>> Start Passage to read

Jim204 , I Was going to say that Lupu was THE Schubert  pianist . But every one 

knows  I am a Schubert freak  and  perhaps It would not go over well at his death .

BUT our Scottish  Icon of all things pianist did it for me.

I have every Lupu  of Schubert that  is (I think) and IMO no reason to play anything else !

@jim5559    My dear friend I agree with you one hundred percent, his Schubert is as if God himself is at his back and willing him on to give nothing other than life itself on a palette of 88 keys, such was his genius.

Some people are saying this and that pianist produced the best tone, I have been to many many live concerts and believe me live is the only way you can judge a pianist. The pianist who is number one for me was Claudio Arrau whose tone could be a soft whisper or an earth shattering roar but never once with a rough tone. He was like the old pianists like Rachmaninov or Hoffman who were quiet at the piano not for them the histrionics of hand waving and tragic faces , even Horowitz hardly betrayed his playing and not portraying todays penchant for playing with evermore hand and arm waving. I now hate watching the Leeds or other pianoforte competitions as each successive pianist is more flamboyant than the last. I managed in the late sixties to get down to London to hear Arrau play the last three piano sonatas by Beethoven. I have not to this day heard piano tone like it with a total economy at the keyboard producing such a regal tone that I was enchanted. When he got to the last sonata in C Minor he got to the bit where it is nothing but trills and I have to say that being a big gruff Scotsman I surprised myself to find floods of tears flowing down my cheeks and of people around me also. I never will forget that concert and that tone and it was in my head for weeks after . I find that most of Arrau’s records are just a poor imitation of the great man, and after all this is the man that Rachmaninov and Horowitz used to go backstage and congratulate him on his interpretations and tone. Horowitz also whispered to him once that he Horowitz was glad he didn’t play any Beethoven.

>> End Passage to read
>> Start Data supplied

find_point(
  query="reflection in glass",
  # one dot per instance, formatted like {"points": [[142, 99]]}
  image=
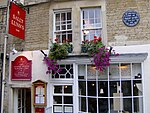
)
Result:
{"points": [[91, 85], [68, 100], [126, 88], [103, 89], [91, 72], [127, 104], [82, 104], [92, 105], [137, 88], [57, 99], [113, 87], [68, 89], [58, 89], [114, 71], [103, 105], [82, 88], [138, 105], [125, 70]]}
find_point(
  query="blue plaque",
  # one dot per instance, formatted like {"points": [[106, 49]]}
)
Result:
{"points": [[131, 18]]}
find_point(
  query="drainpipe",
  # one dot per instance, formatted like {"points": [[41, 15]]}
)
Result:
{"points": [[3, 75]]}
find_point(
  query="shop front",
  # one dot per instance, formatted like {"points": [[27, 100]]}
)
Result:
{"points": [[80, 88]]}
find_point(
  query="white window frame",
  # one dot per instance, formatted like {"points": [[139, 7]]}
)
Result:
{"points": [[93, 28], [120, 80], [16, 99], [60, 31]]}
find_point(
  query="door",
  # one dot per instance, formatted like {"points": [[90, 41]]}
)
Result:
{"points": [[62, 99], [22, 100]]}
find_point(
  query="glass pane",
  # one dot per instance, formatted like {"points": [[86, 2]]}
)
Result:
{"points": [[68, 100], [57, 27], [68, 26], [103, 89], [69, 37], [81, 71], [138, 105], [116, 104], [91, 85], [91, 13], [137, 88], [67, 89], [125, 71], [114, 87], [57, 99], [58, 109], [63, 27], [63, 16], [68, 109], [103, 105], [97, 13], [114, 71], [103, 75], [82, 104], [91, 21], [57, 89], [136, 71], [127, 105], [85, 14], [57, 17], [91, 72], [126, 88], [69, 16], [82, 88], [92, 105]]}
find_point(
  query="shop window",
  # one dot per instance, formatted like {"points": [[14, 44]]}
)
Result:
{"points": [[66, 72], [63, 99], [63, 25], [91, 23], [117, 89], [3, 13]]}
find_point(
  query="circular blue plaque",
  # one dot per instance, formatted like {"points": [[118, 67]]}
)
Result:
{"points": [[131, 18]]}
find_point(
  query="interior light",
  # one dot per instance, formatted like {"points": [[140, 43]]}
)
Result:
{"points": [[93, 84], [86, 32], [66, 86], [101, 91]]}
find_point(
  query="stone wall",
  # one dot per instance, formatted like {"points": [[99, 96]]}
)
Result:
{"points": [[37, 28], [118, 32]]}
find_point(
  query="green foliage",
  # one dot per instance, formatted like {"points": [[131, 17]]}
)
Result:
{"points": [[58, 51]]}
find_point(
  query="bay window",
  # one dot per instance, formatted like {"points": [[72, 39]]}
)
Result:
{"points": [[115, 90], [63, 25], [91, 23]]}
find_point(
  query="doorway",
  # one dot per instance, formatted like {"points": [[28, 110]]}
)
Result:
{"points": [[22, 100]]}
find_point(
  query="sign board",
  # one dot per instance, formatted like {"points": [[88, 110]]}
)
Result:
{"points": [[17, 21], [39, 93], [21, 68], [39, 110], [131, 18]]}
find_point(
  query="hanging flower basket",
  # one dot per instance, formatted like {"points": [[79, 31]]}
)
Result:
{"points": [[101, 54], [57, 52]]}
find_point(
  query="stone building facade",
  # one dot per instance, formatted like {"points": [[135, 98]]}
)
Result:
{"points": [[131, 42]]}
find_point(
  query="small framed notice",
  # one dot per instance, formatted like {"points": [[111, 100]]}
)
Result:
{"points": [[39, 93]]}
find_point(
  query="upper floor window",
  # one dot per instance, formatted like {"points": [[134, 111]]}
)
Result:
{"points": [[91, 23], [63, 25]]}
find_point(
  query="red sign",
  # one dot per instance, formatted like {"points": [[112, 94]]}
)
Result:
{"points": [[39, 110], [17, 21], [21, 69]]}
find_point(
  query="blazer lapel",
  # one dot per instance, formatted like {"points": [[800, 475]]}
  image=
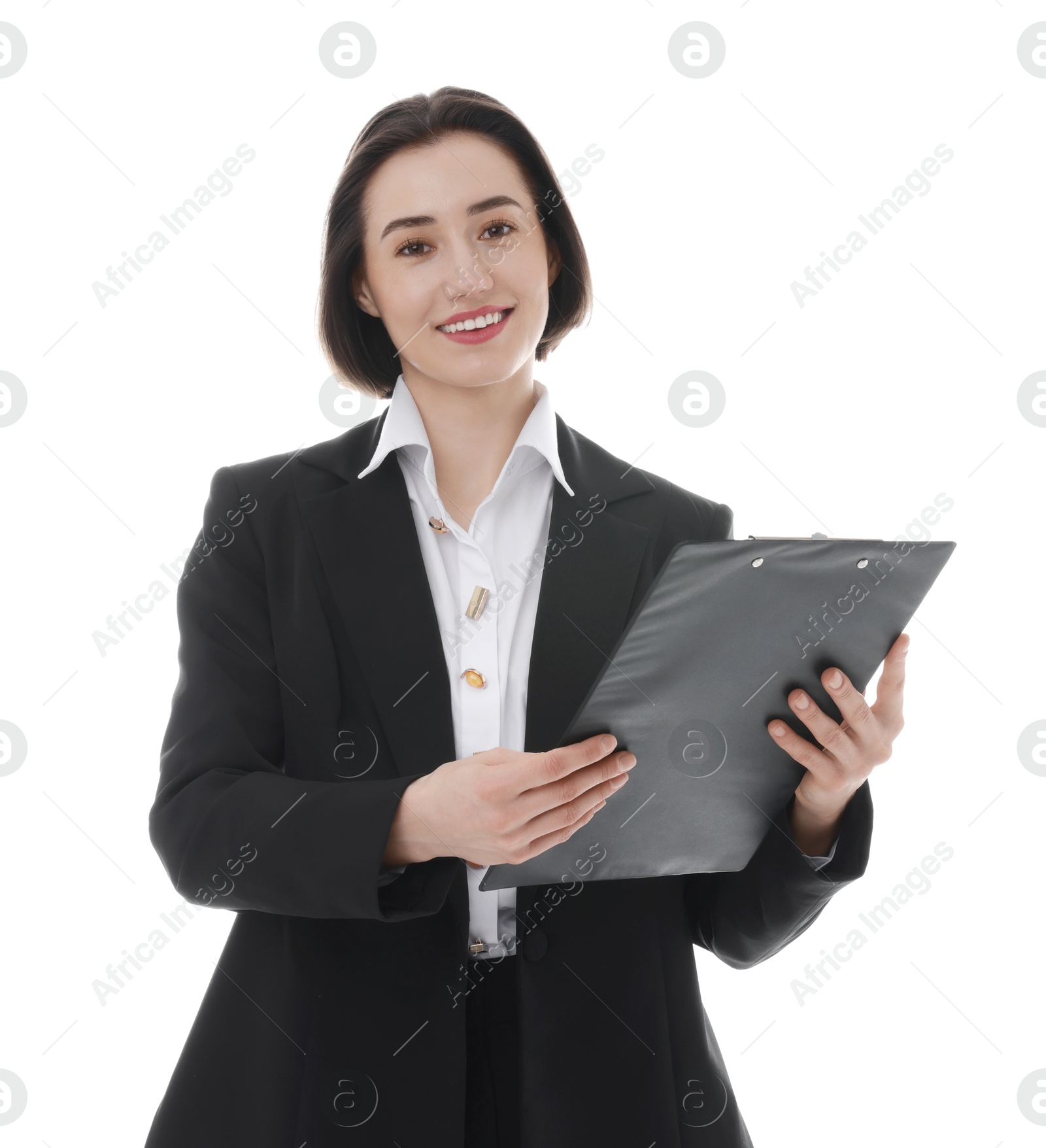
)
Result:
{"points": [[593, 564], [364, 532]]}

>> End Data supplied

Tasks
• a. From the pianist comments, reproduce word for word the part between "Jim204 , I Was" and "was his genius.", inclusive.
• b. Translate this sentence from the pianist comments into Spanish: "I now hate watching the Leeds or other pianoforte competitions as each successive pianist is more flamboyant than the last."

Solutions in order
• a.
Jim204 , I Was going to say that Lupu was THE Schubert  pianist . But every one 

knows  I am a Schubert freak  and  perhaps It would not go over well at his death .

BUT our Scottish  Icon of all things pianist did it for me.

I have every Lupu  of Schubert that  is (I think) and IMO no reason to play anything else !

@jim5559    My dear friend I agree with you one hundred percent, his Schubert is as if God himself is at his back and willing him on to give nothing other than life itself on a palette of 88 keys, such was his genius.

• b. Ahora odio ver el concurso de Leeds u otros concursos de pianoforte, pues cada pianista sucesivo es más extravagante que el anterior.